*Quoted passage*

-=-=-=-=-

Baby boomers, generations X, Y (millennials) and Z. Not only do these labels identify a certain age group, they also come with a set of characteristics, interests and challenges that has been attributed to each one of them. For the youngest – the Zs – that often includes being both credited with taking a stance on pressing issues, such as climate change, and blamed for not being politically engaged enough, especially during election time. With an aim to create a middle ground, a group of European civil society organisations and European municipalities are launching the Road to European Parliament 2019 – Empowering a  new generation of  EU  citizens (REP2019) project, which  will  involve  250  high  school students from rural areas of five different EU countries.

Though programmes, such as Erasmus, are now a common experience of many Europeans, the reality is that the conversation among students is rarely about the European Union, how it works and what effect it has on a national and personal level. Traditionally, younger voters participate less in elections and are the least likely group to vote. And while the 2019 European elections were deemed as one of the most important ones, polls showed that an average of 21% of the young citizens who are entitled to vote intended to do so.

-=-=-=-=-

*Goal*
Please repeat the article on young voters, starting at "Though programmes, such" and ending at "intended to do so.", and replace "younger voters" with "young people".

*Extracted material*

-=-=-=-=-

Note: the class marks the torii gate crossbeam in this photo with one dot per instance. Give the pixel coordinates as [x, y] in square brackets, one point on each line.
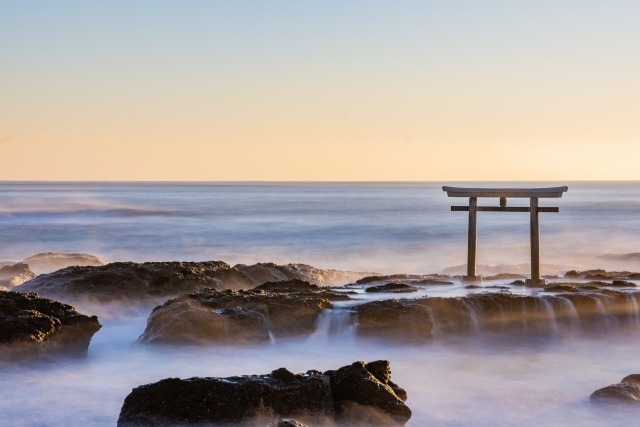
[532, 193]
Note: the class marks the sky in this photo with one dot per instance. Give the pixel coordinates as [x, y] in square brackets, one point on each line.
[319, 91]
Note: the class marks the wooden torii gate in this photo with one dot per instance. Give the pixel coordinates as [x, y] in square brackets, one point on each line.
[532, 193]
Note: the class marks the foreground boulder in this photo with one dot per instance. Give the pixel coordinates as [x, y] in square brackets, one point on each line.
[31, 326]
[52, 261]
[626, 392]
[351, 394]
[151, 281]
[279, 309]
[15, 275]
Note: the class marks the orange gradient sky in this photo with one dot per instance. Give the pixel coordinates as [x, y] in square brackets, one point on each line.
[284, 90]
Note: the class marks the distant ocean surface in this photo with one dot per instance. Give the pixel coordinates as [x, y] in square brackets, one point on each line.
[384, 227]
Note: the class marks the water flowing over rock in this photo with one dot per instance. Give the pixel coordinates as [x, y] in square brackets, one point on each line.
[270, 272]
[32, 326]
[350, 394]
[15, 275]
[276, 309]
[392, 287]
[154, 280]
[421, 319]
[52, 261]
[626, 392]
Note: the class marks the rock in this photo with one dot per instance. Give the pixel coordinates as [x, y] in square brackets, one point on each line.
[52, 261]
[359, 395]
[287, 423]
[151, 281]
[14, 275]
[626, 392]
[353, 391]
[560, 288]
[130, 281]
[392, 287]
[430, 282]
[504, 276]
[394, 319]
[236, 316]
[32, 326]
[270, 272]
[572, 274]
[232, 400]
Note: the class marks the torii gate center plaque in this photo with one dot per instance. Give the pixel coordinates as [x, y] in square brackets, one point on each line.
[502, 193]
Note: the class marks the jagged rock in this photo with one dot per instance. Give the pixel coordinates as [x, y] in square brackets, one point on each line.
[132, 281]
[52, 261]
[625, 392]
[238, 316]
[392, 287]
[269, 272]
[313, 397]
[394, 319]
[287, 423]
[357, 391]
[15, 275]
[31, 326]
[153, 280]
[560, 288]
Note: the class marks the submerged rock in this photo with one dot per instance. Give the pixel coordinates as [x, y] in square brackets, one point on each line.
[239, 316]
[31, 326]
[15, 275]
[52, 261]
[392, 287]
[626, 392]
[130, 280]
[352, 394]
[153, 280]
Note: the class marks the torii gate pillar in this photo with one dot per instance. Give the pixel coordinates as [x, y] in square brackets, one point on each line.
[532, 193]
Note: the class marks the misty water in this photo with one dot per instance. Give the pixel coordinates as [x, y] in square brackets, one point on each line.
[477, 379]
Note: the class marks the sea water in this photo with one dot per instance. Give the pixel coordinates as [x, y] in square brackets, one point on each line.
[380, 227]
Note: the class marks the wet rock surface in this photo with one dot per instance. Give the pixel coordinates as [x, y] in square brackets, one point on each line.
[281, 309]
[350, 394]
[626, 392]
[392, 287]
[52, 261]
[153, 280]
[15, 275]
[32, 326]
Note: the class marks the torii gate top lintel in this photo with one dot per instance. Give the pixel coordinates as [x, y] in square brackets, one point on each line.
[505, 192]
[532, 193]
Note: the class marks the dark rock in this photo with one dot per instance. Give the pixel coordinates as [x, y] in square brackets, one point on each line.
[287, 423]
[394, 319]
[359, 396]
[30, 326]
[430, 282]
[624, 393]
[313, 397]
[15, 275]
[231, 400]
[572, 274]
[160, 280]
[560, 288]
[381, 369]
[52, 261]
[504, 276]
[623, 283]
[392, 287]
[234, 316]
[373, 279]
[632, 379]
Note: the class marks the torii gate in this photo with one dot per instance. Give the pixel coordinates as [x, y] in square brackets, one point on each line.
[503, 193]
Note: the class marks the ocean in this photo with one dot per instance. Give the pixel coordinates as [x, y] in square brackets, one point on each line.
[380, 227]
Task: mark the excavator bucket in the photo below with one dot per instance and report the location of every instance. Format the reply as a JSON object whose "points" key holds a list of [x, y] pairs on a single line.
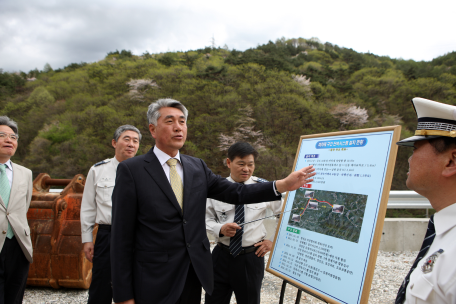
{"points": [[53, 217]]}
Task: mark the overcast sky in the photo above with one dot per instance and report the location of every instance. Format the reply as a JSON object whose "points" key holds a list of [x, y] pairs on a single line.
{"points": [[36, 32]]}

-=-=-=-=-

*Worked answer*
Though programmes, such as Erasmus, are now a common experience of many Europeans, the reality is that the conversation among students is rarely about the European Union, how it works and what effect it has on a national and personal level. Traditionally, young people participate less in elections and are the least likely group to vote. And while the 2019 European elections were deemed as one of the most important ones, polls showed that an average of 21% of the young citizens who are entitled to vote intended to do so.